(Entries from a pointing dataset)
= = = = =
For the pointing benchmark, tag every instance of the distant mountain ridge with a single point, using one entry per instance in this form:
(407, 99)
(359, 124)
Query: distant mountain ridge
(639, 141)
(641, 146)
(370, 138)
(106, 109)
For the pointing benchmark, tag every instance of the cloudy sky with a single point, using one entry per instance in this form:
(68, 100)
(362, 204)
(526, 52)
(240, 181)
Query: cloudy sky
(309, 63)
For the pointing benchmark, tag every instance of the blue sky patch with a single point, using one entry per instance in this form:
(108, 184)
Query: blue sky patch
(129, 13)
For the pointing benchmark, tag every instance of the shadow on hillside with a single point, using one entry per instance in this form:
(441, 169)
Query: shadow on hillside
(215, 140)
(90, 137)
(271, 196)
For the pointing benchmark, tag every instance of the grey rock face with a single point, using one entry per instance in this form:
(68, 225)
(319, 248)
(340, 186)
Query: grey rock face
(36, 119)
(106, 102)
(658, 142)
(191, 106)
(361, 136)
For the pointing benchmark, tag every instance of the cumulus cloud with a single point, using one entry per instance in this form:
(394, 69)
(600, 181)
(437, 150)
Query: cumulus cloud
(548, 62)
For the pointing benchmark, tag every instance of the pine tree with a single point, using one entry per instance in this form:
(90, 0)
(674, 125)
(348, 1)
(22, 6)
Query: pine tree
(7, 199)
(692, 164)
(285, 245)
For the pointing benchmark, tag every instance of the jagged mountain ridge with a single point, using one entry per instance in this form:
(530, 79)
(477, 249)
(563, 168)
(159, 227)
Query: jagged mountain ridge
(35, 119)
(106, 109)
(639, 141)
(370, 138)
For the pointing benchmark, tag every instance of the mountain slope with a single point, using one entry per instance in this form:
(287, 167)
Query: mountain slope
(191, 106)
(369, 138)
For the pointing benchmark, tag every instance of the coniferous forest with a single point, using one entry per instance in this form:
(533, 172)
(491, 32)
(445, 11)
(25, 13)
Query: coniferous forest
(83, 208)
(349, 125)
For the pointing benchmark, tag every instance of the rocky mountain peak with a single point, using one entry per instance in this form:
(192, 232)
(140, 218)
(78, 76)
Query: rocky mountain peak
= = = = =
■ **Problem to solve**
Retype the whole listing above line for line, changing nothing.

■ **Result of the task**
For the pointing benchmark, tag every instance of the distant mountain ridge with a single point, using one entry per instance in this form:
(407, 99)
(359, 124)
Query: distant mountain ridge
(639, 141)
(641, 146)
(370, 138)
(106, 109)
For the pointing benchmark, tag every instance of the cloudy sky with a single point, using one entry per instance in this form:
(68, 100)
(362, 204)
(526, 52)
(240, 181)
Query: cloudy sky
(309, 63)
For the pointing benchmark, tag every instance of the blue sky patch with a single point, using one entry per instance in this form:
(108, 184)
Query: blue sky patch
(129, 13)
For the pointing benchmark, tag every instance of the shadow on hillside with a single point, using one entry per instance in this form:
(441, 169)
Query: shadow on hillside
(215, 140)
(90, 137)
(271, 196)
For the pointing benchmark, tag every instance of the grey rock face with a single point, using one entry per instance in this form:
(68, 225)
(319, 248)
(340, 186)
Query: grey rock face
(36, 119)
(106, 102)
(658, 142)
(191, 106)
(361, 136)
For the pointing benchmark, tag every instance of the cumulus cloud with a single point, using one entry per instance in this form:
(394, 69)
(600, 181)
(437, 150)
Query: cumulus cloud
(548, 62)
For the pointing benchmark, tag every instance of the pine tree with a single point, using one entry per instance in this form:
(90, 0)
(674, 125)
(348, 1)
(22, 6)
Query: pine tree
(7, 199)
(692, 164)
(285, 245)
For the pointing benchmark, tag every instance of the jagged mountain ridge with a single point, using one entry per instance in this form:
(530, 79)
(477, 249)
(563, 168)
(159, 227)
Query: jagged mountain ridge
(35, 119)
(106, 109)
(639, 141)
(370, 138)
For the pointing benchmark, tag every instance of the mountain slope with a single point, using one entry per instance in this form:
(287, 167)
Query: mountain slope
(191, 106)
(369, 138)
For the pointing benchmark, tag every instance of the coniferous forest with a single point, using one entry per instance in this form:
(533, 172)
(491, 32)
(445, 11)
(25, 13)
Query: coniferous forest
(83, 208)
(349, 125)
For the pointing benchmark, tag every instance of the rocky mountain peak with a single point, using one entry per instance in this form:
(192, 232)
(140, 218)
(78, 76)
Query: rocky mountain peak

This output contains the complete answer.